Task objective ->
Lines from the one containing "Where can you spot the moving" through the last line of the records below are to be repeated exactly.

Natural-language object grounding data:
====

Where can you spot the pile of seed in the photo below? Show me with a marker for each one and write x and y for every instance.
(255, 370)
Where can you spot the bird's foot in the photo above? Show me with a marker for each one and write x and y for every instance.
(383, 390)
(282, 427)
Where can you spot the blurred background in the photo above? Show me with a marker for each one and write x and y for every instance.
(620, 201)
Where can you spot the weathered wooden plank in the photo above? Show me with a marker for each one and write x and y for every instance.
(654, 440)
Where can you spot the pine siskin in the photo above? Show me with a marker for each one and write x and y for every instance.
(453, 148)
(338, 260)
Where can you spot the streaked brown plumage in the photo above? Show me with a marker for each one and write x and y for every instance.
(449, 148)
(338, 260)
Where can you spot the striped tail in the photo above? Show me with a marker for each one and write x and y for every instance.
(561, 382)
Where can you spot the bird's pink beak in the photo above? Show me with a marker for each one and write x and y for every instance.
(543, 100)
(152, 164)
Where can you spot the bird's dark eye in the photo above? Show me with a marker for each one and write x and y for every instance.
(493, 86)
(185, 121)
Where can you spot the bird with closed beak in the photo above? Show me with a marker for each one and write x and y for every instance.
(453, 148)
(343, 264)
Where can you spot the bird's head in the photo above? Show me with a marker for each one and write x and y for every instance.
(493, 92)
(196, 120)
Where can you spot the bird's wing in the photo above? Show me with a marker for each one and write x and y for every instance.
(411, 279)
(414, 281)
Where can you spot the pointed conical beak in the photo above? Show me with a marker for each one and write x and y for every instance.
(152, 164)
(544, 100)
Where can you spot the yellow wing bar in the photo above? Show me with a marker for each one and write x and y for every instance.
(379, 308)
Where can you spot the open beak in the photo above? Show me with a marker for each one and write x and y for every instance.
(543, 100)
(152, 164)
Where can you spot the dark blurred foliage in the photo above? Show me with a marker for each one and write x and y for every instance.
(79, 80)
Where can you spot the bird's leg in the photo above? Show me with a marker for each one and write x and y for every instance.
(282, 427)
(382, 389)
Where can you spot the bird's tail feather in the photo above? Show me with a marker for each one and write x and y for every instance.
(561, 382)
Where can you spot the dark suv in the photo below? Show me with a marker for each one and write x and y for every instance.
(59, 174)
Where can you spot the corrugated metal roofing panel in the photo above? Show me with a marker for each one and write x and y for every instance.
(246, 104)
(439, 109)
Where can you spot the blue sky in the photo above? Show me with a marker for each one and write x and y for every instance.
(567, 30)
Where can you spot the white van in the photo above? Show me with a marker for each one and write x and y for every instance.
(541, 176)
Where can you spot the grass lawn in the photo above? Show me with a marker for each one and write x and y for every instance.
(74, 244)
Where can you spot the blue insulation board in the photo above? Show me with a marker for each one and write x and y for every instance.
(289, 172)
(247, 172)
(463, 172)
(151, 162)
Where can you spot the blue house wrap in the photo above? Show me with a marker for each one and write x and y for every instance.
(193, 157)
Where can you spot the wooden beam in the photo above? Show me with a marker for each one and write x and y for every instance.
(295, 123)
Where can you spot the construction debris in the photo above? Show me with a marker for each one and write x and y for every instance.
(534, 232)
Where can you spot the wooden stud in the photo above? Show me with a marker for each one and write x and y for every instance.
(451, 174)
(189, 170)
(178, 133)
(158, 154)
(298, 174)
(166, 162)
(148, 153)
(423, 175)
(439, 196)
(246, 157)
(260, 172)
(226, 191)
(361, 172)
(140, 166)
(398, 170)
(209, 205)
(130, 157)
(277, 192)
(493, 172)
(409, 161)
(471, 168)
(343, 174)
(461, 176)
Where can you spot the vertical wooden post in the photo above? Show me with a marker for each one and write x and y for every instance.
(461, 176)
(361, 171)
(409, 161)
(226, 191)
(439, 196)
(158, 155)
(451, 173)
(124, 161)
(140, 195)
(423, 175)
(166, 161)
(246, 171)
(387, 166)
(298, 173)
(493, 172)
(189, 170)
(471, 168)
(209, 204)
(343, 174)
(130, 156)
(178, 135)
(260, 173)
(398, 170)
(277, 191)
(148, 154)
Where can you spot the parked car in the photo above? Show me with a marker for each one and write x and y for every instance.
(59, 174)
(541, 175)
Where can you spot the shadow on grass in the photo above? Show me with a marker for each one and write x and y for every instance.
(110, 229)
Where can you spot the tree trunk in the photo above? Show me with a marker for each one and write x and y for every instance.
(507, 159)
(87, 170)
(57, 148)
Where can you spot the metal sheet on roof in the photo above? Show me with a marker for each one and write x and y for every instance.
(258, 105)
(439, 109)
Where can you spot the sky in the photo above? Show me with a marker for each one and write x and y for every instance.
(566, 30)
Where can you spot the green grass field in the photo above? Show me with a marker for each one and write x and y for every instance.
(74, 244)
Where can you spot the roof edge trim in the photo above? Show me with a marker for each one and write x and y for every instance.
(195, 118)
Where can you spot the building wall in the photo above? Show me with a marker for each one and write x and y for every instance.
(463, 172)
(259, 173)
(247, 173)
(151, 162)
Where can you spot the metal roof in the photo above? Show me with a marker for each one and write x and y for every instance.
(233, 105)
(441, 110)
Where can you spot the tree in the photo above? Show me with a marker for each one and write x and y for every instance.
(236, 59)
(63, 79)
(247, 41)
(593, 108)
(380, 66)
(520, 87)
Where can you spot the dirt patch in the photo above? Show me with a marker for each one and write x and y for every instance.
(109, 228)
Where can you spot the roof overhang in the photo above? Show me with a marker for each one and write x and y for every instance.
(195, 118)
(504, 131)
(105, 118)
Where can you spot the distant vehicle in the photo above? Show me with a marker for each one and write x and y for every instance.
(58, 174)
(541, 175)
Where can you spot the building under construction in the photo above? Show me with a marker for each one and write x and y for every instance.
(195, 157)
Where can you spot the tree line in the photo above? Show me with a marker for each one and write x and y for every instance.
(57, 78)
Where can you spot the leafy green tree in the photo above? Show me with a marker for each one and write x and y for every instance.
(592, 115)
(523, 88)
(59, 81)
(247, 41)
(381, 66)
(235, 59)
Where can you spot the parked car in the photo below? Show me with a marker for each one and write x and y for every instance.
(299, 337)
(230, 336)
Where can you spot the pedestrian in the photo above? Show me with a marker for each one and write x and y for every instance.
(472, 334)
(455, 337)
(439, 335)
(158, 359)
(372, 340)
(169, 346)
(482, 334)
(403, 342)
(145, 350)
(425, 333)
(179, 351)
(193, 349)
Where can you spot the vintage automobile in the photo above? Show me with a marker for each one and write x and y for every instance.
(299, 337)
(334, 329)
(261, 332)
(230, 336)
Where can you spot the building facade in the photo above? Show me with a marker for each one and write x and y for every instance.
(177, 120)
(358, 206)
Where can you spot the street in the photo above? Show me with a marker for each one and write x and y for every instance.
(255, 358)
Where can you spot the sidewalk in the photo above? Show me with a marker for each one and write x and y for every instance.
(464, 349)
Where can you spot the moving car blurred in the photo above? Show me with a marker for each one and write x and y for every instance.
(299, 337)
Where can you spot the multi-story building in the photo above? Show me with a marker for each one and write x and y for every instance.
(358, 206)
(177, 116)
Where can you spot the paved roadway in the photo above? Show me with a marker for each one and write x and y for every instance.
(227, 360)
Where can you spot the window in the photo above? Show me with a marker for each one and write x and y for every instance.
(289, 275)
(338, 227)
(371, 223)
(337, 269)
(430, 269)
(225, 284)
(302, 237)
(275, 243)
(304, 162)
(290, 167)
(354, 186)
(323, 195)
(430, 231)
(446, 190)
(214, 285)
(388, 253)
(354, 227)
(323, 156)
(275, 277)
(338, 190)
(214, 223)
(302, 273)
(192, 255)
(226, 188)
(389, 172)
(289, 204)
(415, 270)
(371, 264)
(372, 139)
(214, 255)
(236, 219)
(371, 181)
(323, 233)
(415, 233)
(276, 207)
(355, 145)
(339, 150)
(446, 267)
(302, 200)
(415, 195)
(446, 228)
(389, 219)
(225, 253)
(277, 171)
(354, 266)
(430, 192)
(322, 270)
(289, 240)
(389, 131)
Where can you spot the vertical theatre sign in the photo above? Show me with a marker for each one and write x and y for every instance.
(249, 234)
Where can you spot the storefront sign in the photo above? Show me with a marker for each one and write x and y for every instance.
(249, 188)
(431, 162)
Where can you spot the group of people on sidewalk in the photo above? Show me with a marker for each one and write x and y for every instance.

====

Solution for this task ->
Where can you spot the moving car blurred in the photo above? Show me with a marker for each one and write x and y for every instance.
(299, 337)
Where can you spot the multi-story building in the photo above? Show me with a marker for each one and write x and y for every instance.
(358, 206)
(177, 116)
Where can you spot the paved roadway in the photo above? Show me with a marker for each one and write x and y for every instance.
(227, 360)
Where can you spot the window in the photo above? Show me with a marker for each one and write x and y for every instance.
(289, 275)
(338, 227)
(371, 223)
(337, 269)
(430, 269)
(225, 284)
(302, 237)
(275, 243)
(304, 162)
(290, 167)
(354, 186)
(323, 195)
(430, 231)
(446, 190)
(214, 285)
(388, 253)
(354, 227)
(323, 156)
(275, 277)
(338, 190)
(214, 223)
(302, 273)
(192, 255)
(226, 188)
(389, 172)
(289, 204)
(415, 270)
(371, 264)
(372, 139)
(214, 255)
(236, 219)
(371, 181)
(323, 233)
(415, 233)
(276, 207)
(355, 145)
(339, 150)
(446, 267)
(302, 200)
(415, 195)
(446, 228)
(389, 219)
(225, 253)
(277, 171)
(354, 266)
(430, 192)
(322, 270)
(289, 240)
(389, 131)
Where can you spot the vertical theatre sign in the photo above? Show me with a marker for each one and write x and y for every instance.
(249, 234)
Where can you spot the storefront sign in the photo above? Show me with a marker for each one and write x and y for every instance.
(249, 188)
(431, 162)
Where can you spot the group of people on sidewalk in the photo above? Show me with a marker for each one and write x and y for every instance.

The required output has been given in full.